Continue the passage on electron microscopy of TiO2@CdS nanorods from the point where it stops.
(DOCUMENT SEGMENT Opens)
Figures 2a, c, e and g show the TEM images of a sole TiO2, TiO2@CdS-3, TiO2@CdS-6 and TiO2@CdS-9 rod, respectively. Those TEM images reveal that the mean length of those nanorods is around 350 nm. The profile of pure TiO2 nanorod is smooth, while the outlines of all TiO2@CdS nanorods are rough. This is in good coincident with the SEM observation from Fig. 1. The HRTEM image of pure TiO2 in Fig. 2b exhibits that the lattice fringes of 0.325 and 0.295 nm are separately consisting with the (110) plane and (001) plane of rutile TiO2. Meanwhile, the HRTEM result also indicates that TiO2 nanorod is single-crystalline nature, and grew along <001> direction. The interplanar distance of 0.206 (Fig. 2d), 0.291 (Fig. 2f, h) and 0.336 nm (Fig. 2f, h) are matching to the (220), (200) and (111) planes of cubic CdS, respectively. In addition, Figs. 2d, f and g show that the CdS shell thickness of TiO2@CdS-3, TiO2@CdS-6 and TiO2@CdS-9 are separately about 4 nm, 11 nm and 18 nm, respectively.
(DOCUMENT SEGMENT Closes)
(DATASET Opens)
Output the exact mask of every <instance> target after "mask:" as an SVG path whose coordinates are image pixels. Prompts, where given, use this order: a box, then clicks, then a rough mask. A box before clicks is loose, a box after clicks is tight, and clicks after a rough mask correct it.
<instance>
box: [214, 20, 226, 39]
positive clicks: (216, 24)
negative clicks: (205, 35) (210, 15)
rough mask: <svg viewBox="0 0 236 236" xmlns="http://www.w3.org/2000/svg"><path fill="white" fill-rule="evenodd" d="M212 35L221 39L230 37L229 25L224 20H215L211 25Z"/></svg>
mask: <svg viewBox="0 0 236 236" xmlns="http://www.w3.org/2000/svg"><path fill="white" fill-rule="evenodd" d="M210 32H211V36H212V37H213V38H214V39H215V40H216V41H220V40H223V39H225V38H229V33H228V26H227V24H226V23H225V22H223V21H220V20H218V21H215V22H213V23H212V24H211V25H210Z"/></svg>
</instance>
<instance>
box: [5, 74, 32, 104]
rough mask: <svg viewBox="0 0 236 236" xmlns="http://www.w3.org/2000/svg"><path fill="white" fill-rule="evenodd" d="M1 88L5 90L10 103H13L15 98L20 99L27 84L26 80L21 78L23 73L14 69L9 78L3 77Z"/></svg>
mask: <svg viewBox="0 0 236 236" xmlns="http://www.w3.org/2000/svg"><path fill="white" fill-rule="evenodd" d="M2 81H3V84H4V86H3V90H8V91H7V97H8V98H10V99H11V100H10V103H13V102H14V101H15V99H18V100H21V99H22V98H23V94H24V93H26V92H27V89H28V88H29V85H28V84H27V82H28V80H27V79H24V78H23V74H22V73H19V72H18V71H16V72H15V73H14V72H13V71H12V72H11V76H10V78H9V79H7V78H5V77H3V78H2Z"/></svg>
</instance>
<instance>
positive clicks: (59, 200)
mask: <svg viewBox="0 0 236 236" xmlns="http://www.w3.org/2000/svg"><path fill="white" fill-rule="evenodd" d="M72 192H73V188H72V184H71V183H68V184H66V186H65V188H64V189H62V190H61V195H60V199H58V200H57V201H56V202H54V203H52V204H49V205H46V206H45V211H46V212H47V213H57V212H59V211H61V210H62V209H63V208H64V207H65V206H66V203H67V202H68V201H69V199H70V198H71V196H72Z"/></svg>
(DATASET Closes)
WRITTEN ANSWER -
Figure 3 presents the XRD patterns of Ti foil, pure TiO2 and all TiO2@CdS NRAs. Besides some peaks belonging to Ti (JCPDS card No. 87-0713) foil, four main diffraction peaks at 27.4°, 41.2°, 54.3° and 69.0° of pure TiO2 NRAs are observed in Fig. 3b, which are separately corresponding to the (110), (111), (211) and (301) planes of rutile TiO2 (JCPDS card No. 21-1276). Figures 3c–e show the XRD patterns of TiO2@CdS-3, TiO2@CdS-6 and TiO2@CdS-9 NRAs, respectively. No obvious characteristic peaks originating from CdS are detected in Figs. 3c, d, suggesting that the thickness of CdS shell layer are relatively thin in TiO2@CdS-3 and TiO2@CdS-6 NRAs. Three diffraction peaks at about 26.5°, 43.9° and 52.1° in Fig. 3e belonging to (111), (220) and (311) planes of cubic CdS (JCPDS card No. 26-0339) are detected clearly in the sample of TiO2@CdS-9, implying that the thickness of CdS shell layer in TiO2@CdS-9 is higher than other samples. This result confirms the SEM and TEM results.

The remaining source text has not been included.